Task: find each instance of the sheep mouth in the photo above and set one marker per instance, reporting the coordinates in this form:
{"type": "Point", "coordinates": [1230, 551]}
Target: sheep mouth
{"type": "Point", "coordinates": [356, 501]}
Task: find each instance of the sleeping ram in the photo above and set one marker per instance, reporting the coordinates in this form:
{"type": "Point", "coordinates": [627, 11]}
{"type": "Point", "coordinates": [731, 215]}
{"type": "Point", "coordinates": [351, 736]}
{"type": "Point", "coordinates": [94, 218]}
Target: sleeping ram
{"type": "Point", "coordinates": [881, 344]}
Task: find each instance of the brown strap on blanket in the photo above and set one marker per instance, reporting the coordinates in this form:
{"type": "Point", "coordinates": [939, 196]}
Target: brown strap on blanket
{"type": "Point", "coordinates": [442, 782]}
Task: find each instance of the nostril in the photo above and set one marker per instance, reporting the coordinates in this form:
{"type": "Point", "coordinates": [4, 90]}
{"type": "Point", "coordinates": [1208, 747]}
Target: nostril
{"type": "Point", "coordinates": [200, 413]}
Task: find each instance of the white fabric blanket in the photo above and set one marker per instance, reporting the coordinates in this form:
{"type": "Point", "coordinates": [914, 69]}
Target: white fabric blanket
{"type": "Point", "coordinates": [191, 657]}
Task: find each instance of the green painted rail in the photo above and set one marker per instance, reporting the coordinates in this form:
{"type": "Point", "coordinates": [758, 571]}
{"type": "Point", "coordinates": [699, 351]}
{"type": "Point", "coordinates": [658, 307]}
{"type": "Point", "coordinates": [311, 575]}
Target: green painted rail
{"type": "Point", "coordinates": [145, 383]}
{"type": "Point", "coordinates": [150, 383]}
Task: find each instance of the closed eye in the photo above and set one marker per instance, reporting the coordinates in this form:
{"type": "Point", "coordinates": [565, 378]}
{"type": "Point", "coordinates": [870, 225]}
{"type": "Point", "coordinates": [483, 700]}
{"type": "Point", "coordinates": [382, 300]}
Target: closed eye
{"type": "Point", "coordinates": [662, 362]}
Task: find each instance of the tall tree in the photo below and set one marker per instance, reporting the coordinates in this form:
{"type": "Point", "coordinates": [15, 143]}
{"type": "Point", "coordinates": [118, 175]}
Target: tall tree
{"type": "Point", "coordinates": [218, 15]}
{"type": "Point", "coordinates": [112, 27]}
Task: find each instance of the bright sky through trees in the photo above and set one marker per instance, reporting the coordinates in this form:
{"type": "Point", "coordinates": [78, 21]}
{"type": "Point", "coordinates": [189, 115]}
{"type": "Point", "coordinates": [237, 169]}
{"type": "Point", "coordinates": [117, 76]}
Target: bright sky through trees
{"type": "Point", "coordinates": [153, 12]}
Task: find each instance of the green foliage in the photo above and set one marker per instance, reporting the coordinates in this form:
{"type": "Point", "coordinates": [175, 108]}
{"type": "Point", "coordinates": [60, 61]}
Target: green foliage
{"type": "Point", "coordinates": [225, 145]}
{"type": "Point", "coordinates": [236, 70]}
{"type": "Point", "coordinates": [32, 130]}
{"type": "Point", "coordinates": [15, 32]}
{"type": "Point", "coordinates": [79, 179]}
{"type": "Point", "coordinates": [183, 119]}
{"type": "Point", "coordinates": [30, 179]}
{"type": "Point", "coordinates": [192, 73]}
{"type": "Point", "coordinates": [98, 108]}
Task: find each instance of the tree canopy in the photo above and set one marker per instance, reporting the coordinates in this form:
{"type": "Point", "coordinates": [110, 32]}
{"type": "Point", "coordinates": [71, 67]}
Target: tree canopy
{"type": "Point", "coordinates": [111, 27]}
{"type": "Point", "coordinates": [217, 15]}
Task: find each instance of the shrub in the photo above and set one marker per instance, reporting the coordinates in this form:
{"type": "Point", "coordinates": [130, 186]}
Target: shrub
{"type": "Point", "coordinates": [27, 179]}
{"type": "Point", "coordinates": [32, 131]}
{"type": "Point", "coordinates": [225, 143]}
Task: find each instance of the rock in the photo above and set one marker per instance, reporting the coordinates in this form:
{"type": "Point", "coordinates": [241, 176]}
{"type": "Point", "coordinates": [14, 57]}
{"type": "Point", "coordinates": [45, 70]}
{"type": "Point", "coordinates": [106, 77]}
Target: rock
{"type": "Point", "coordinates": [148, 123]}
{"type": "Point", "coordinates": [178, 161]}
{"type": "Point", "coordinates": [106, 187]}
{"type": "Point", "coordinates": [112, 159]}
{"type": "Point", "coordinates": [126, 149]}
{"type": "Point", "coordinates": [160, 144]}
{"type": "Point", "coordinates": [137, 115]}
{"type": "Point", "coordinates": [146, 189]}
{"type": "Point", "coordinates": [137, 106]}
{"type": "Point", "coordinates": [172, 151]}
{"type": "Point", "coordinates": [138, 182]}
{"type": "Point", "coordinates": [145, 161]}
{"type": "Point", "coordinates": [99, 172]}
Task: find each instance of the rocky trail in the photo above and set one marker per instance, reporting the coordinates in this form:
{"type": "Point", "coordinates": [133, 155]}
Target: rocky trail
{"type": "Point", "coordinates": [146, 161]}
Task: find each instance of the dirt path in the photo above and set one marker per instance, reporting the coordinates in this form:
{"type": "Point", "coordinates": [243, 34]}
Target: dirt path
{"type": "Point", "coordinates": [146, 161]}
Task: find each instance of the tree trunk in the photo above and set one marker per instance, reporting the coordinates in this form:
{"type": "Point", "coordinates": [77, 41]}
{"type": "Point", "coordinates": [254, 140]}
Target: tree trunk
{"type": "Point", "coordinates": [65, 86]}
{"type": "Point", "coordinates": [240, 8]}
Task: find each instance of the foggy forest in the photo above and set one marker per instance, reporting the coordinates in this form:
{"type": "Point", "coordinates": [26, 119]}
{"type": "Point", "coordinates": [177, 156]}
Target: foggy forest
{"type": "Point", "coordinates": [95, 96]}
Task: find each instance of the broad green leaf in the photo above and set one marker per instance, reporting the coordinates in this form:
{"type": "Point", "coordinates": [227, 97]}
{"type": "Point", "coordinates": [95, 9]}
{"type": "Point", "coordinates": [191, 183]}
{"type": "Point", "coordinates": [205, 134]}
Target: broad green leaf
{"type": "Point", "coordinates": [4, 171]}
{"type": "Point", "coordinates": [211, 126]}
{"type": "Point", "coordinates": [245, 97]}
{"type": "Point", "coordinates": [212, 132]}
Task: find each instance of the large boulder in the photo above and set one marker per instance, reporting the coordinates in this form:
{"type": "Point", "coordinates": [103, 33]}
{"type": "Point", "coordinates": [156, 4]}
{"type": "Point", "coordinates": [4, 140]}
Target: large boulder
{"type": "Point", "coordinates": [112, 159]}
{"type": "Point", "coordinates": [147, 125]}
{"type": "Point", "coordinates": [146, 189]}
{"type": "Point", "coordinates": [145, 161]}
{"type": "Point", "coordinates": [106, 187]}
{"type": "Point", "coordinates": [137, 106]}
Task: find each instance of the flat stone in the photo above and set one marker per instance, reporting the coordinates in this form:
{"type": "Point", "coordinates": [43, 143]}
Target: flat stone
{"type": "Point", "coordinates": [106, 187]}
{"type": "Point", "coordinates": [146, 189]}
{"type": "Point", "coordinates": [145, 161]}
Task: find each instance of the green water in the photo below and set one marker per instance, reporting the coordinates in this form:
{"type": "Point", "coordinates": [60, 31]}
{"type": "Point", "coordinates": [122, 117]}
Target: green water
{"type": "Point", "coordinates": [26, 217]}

========================================

**What this task involves:** Retrieve every line above holding the word "below".

**Exercise output:**
Task: find each instance of the tall tree in the photo below and set one marker per instance, reporting the coordinates in this form:
Task: find each instance of the green water in the photo below and set one marker per instance, reporting the coordinates in this form:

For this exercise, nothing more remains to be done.